» Material
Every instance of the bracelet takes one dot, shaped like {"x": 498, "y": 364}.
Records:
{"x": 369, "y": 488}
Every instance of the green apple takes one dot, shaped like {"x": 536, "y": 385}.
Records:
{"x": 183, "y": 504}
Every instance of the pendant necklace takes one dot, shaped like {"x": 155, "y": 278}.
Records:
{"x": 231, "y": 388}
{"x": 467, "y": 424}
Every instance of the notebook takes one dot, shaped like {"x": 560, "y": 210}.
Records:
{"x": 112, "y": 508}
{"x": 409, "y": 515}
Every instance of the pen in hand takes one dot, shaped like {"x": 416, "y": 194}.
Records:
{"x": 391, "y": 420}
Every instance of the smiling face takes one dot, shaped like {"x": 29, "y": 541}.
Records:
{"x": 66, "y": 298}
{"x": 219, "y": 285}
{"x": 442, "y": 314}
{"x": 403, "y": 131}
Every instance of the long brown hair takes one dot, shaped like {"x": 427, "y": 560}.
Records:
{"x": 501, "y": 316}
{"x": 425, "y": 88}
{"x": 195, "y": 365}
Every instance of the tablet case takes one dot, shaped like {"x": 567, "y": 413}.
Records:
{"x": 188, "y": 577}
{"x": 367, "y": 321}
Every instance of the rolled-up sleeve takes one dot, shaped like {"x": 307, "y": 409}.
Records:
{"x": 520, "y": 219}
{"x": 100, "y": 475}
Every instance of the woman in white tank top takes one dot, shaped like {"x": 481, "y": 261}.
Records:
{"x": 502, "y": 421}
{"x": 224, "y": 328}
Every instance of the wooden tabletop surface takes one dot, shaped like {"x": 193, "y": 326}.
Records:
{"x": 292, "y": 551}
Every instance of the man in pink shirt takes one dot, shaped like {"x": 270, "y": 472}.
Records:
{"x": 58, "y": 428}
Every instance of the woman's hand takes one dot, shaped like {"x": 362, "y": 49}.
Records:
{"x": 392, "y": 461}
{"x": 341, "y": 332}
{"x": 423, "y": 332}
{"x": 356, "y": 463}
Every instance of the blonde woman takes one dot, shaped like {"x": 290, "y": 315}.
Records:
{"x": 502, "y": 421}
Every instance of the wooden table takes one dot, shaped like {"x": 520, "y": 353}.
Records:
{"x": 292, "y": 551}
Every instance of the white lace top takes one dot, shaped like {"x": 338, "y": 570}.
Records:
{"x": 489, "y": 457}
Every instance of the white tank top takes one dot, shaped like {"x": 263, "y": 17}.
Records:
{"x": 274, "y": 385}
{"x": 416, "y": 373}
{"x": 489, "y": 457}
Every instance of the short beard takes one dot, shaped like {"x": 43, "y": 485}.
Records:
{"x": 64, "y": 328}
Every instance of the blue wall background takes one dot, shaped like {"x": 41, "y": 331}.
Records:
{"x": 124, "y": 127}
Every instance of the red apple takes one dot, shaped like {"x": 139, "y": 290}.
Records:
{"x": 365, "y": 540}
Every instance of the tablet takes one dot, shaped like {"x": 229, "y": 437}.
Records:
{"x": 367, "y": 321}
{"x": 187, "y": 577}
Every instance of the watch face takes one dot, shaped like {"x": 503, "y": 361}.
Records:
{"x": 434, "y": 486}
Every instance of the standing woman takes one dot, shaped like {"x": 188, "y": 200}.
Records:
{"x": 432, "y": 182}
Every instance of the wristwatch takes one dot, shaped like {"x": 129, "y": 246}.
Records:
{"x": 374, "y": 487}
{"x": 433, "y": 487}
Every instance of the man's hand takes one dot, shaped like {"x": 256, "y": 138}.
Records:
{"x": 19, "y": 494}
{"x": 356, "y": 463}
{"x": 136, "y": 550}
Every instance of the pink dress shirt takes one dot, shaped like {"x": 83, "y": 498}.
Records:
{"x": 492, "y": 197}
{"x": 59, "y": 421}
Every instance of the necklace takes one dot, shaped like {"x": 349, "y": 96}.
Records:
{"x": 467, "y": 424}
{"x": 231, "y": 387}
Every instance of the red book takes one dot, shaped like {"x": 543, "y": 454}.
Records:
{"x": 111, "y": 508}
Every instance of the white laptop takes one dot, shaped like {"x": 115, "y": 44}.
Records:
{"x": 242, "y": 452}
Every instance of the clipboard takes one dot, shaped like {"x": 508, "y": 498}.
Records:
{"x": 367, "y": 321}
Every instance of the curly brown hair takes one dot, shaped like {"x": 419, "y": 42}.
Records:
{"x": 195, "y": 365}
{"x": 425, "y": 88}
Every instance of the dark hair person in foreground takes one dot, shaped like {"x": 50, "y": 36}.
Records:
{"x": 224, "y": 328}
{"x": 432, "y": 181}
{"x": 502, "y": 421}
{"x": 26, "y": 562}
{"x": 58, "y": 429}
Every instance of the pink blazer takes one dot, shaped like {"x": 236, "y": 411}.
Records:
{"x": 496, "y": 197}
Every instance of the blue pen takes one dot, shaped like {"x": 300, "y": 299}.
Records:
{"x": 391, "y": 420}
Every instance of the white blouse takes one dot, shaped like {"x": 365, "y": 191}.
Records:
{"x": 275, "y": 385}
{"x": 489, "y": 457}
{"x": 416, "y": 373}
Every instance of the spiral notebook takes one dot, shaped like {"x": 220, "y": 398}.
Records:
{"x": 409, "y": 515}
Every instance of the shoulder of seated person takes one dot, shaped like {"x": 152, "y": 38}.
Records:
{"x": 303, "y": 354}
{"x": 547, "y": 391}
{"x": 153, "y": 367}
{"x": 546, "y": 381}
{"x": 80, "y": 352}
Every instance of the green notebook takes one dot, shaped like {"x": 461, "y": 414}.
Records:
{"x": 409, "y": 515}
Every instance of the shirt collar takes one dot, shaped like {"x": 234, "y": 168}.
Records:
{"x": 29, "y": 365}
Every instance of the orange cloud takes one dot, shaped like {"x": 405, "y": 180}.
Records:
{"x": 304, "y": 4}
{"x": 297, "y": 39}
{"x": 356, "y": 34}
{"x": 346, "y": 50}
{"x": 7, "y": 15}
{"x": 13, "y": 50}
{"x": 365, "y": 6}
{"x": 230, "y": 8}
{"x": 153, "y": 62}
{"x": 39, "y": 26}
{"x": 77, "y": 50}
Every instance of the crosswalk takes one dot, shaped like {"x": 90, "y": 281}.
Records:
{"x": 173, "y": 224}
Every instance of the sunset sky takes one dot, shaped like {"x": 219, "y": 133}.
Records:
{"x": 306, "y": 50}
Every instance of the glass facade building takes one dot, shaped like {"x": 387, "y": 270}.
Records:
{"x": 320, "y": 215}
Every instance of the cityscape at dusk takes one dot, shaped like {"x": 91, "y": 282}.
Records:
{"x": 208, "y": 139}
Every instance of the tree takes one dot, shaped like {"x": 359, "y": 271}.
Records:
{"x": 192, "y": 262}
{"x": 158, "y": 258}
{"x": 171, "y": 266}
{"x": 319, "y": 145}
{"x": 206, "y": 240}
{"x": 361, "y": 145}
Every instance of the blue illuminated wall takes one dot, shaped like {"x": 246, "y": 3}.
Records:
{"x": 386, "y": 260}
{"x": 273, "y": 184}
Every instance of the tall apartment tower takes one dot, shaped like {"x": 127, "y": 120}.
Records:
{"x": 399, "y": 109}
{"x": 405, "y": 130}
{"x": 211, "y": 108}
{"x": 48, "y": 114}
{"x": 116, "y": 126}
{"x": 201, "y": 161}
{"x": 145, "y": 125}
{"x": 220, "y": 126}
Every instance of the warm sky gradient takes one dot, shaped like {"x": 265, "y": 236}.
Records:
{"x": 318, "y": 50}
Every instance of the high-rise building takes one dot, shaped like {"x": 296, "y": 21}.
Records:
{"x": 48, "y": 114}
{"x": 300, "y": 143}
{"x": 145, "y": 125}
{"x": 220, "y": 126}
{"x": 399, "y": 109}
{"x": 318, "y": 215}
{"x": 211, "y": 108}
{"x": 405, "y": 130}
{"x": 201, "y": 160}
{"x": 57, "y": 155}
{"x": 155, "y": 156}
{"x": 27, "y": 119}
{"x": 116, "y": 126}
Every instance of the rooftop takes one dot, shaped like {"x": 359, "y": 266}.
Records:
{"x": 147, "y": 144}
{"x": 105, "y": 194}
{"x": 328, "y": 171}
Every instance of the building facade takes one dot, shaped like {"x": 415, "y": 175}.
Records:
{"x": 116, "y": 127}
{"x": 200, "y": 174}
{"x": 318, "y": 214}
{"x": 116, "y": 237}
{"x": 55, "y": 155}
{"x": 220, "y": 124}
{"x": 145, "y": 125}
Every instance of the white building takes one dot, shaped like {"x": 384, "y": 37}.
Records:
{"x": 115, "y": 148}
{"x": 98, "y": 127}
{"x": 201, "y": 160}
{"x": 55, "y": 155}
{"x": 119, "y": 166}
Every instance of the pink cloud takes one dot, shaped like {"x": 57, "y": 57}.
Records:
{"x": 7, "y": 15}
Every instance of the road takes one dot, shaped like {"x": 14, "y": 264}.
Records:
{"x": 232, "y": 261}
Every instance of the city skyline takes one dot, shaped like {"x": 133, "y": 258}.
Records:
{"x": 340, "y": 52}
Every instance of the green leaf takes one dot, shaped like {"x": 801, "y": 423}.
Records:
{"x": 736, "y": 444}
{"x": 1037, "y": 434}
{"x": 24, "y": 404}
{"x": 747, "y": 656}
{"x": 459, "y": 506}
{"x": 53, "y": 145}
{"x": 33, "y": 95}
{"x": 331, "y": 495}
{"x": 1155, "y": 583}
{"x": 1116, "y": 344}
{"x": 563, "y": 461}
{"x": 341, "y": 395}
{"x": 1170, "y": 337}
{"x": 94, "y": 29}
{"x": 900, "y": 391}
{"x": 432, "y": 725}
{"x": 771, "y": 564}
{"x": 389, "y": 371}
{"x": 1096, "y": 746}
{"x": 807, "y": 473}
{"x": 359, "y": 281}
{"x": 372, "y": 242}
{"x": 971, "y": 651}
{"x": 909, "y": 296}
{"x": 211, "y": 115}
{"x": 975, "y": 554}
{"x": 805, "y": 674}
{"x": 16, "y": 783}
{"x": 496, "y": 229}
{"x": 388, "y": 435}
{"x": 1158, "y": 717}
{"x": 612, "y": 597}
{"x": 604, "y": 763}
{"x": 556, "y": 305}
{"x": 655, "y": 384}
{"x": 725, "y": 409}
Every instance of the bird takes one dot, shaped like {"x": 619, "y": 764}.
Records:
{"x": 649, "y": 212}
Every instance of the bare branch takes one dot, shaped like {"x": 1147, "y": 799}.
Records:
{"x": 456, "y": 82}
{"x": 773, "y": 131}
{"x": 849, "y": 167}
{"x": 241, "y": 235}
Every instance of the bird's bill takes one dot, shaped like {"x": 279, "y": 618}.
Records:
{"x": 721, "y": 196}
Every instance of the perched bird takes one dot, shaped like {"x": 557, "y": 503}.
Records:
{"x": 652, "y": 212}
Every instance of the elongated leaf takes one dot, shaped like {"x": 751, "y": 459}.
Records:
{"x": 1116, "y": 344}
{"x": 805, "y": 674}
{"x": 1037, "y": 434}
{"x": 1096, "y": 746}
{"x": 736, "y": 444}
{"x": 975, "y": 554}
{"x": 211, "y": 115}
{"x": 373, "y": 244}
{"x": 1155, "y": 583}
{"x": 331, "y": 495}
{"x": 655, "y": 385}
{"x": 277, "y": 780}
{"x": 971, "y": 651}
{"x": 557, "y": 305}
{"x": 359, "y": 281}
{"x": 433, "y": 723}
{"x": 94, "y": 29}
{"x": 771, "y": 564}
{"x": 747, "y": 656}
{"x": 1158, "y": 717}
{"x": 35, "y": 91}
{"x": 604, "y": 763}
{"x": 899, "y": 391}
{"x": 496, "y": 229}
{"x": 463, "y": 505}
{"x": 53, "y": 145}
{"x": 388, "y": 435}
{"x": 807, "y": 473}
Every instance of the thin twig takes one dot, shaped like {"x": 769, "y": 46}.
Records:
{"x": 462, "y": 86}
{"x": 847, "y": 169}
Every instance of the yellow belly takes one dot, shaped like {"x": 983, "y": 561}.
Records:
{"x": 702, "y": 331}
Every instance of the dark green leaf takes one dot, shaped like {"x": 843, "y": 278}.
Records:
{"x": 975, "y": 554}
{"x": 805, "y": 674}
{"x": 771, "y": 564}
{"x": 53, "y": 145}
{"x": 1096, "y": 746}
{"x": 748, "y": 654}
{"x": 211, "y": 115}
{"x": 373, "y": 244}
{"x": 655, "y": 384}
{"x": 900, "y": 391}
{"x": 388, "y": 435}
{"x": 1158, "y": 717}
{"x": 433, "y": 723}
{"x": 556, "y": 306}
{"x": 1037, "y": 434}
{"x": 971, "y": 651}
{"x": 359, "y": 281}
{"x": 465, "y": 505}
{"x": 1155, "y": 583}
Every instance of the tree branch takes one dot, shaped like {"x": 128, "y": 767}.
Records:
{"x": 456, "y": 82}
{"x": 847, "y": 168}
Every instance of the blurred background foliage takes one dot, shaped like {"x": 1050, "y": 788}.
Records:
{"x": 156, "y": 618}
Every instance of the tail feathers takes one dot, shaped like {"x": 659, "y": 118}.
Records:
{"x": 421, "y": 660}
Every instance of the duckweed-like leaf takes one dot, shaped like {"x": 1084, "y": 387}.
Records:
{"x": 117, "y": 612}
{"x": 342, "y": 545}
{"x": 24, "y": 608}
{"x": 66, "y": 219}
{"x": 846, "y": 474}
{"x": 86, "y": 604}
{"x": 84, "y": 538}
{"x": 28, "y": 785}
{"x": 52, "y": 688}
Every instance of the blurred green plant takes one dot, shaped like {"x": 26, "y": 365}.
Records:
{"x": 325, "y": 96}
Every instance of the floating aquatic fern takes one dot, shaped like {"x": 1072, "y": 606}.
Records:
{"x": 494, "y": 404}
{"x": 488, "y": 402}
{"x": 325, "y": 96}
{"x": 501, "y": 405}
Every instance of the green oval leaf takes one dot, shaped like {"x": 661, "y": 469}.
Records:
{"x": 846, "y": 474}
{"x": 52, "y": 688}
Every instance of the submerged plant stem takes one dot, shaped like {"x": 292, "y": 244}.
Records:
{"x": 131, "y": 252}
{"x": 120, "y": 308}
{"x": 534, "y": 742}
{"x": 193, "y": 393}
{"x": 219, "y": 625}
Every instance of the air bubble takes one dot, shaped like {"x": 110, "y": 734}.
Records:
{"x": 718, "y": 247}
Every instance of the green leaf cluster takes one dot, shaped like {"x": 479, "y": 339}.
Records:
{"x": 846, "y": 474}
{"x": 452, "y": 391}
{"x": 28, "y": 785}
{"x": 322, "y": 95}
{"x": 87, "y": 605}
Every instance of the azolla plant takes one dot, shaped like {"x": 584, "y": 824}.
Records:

» Stated task
Return every line unchanged, from the one containing "Every instance of the floating" through the last line of the rows above, with both ends included.

» Solution below
Every instance of the floating aquatic fern takes one dot, shaped like {"x": 1072, "y": 606}.
Records:
{"x": 494, "y": 404}
{"x": 488, "y": 402}
{"x": 325, "y": 96}
{"x": 501, "y": 405}
Every instance of the green oval leaf takes one dot, shaped like {"x": 661, "y": 469}.
Records:
{"x": 846, "y": 474}
{"x": 52, "y": 688}
Every instance of the submerged plant stem takes one dot, shaped like {"x": 292, "y": 244}.
Records:
{"x": 131, "y": 252}
{"x": 120, "y": 308}
{"x": 534, "y": 742}
{"x": 193, "y": 393}
{"x": 219, "y": 625}
Every instance of the air bubble takes one dot, shaped like {"x": 110, "y": 734}.
Records:
{"x": 718, "y": 247}
Every instance of the green leaf cluster takes one dot, shaped like {"x": 479, "y": 339}.
Records:
{"x": 846, "y": 474}
{"x": 452, "y": 391}
{"x": 28, "y": 785}
{"x": 322, "y": 95}
{"x": 87, "y": 605}
Every instance of the azolla plant takes one dot, shaped like {"x": 584, "y": 824}.
Records:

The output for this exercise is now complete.